The task
Return the records exactly as they are.

Dataset records

* * * * *

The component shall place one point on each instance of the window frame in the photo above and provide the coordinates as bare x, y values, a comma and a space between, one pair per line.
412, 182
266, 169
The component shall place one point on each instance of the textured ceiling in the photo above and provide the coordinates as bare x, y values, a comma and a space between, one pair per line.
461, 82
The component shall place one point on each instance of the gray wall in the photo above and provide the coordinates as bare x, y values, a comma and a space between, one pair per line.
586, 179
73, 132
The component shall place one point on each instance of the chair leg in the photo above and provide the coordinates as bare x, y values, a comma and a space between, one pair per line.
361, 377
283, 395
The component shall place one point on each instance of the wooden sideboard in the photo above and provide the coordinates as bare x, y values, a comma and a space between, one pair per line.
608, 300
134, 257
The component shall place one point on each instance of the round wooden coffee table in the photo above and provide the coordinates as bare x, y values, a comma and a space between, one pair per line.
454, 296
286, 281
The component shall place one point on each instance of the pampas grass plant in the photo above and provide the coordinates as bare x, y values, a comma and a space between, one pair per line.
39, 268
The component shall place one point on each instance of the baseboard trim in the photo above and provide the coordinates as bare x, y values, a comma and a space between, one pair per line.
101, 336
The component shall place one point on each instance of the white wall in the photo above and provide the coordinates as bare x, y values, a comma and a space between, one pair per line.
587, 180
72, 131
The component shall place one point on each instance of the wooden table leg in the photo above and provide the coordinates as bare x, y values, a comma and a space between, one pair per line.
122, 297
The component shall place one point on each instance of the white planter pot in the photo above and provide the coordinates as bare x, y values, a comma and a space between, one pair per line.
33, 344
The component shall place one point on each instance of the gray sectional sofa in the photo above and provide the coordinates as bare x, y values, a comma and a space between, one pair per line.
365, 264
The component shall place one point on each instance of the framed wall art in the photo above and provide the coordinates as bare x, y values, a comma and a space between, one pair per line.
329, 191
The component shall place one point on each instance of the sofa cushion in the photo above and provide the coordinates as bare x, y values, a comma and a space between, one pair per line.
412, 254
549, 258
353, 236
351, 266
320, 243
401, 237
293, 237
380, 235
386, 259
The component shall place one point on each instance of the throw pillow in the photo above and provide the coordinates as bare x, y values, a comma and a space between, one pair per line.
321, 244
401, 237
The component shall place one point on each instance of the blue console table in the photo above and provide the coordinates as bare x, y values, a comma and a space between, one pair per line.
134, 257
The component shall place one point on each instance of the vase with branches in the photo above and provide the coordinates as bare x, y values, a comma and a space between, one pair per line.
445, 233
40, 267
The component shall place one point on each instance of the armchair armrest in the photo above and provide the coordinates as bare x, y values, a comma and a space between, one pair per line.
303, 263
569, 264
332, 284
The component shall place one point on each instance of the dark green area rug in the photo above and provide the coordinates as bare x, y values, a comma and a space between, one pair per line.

* * * * *

Response
The component shall place one point on each instance of the window frame in the photo above and provide the coordinates as bare x, y values, a comma and a space between, one pair per line.
412, 182
266, 169
The component shall place one point on each instance of the textured ceiling in the photo above and provide the coordinates as bare x, y values, a comma and a space between, one pair per line.
461, 82
The component shall place one point on each instance of the gray wall in the photo above and provide the coordinates as bare x, y values, a comma and a space between, one pair per line.
586, 179
73, 132
The component shall place one point on each instance of the chair leg in the photo above and provide the coordinates as bare x, y values, a comma and a space between, one pair per line.
361, 377
283, 395
The component shall place one point on each instance of the wooden sideboard in the photo above and provide the coordinates as bare x, y values, a comma and a space between, one pair per line.
608, 300
134, 257
The component shall place one point on each instance of the round wooden coffee table in the photo above and provide the coordinates as bare x, y values, a comma and a space between, one pair per line.
454, 296
286, 281
The component shall place one point on each instance of the pampas grass plant in the photo above and provide the coordinates as bare x, y values, a comma and a space between, one pair per line.
39, 268
The component shall place one point on each instance of the baseboard trim in the photo above and provide the coordinates as bare x, y values, a comma and a space between, one pair per line.
101, 336
The component shall place one point on each instance of the white wall in the photo above and provide the coordinates as bare x, y values, a comma and a space between, one pair per line.
587, 180
72, 131
The component shall place one point on each instance of the wooden table leg in the photo above and provide the coordinates as bare x, y values, a comma and a space between, one pair per line.
122, 297
The component shall place one point on each instance of the white planter pot in the photo above and provide the coordinates as bare x, y values, a comma and a space between, one pair per line.
33, 344
The component shall place one point on each instance of the gray sectional sofa in the photo above and provide the coordinates as bare x, y values, a comma and a space between, one pair per line.
365, 264
The component shall place one point on each instance of the framed wall art in the photo above and provide the coordinates as bare x, y values, a comma and a space between, one pair per line.
329, 191
The component shall place one point on each instance of the sofa cushion in the photo above and provide the coordinates as bare x, y values, a comma and a space between, one pair per line.
412, 254
549, 258
353, 236
351, 266
320, 243
401, 237
293, 237
380, 235
386, 259
The component shall place one point on each instance of the throw pillow in the photo above and provide the coordinates as bare x, y values, a comma and a space between, one pair per line.
321, 244
401, 237
The component shall place one point on each instance of the blue console table in the photo above and provide the coordinates as bare x, y values, a comma and a space between, one pair per line.
134, 257
The component shall place one point on each instance of the vase with branches in the photo above and provide the coordinates as bare x, y values, a comma and a space between, one pair per line.
445, 233
40, 267
The component shall place one point on each instance of the armchair armrest in the photo above and provide the coordinates as bare x, y values, a comma and a space between, one pair per line.
303, 263
569, 264
332, 284
The component shall place one point on each instance of the dark green area rug in the photo above and provide the coordinates as bare x, y values, a comma and a space between, one pair per line.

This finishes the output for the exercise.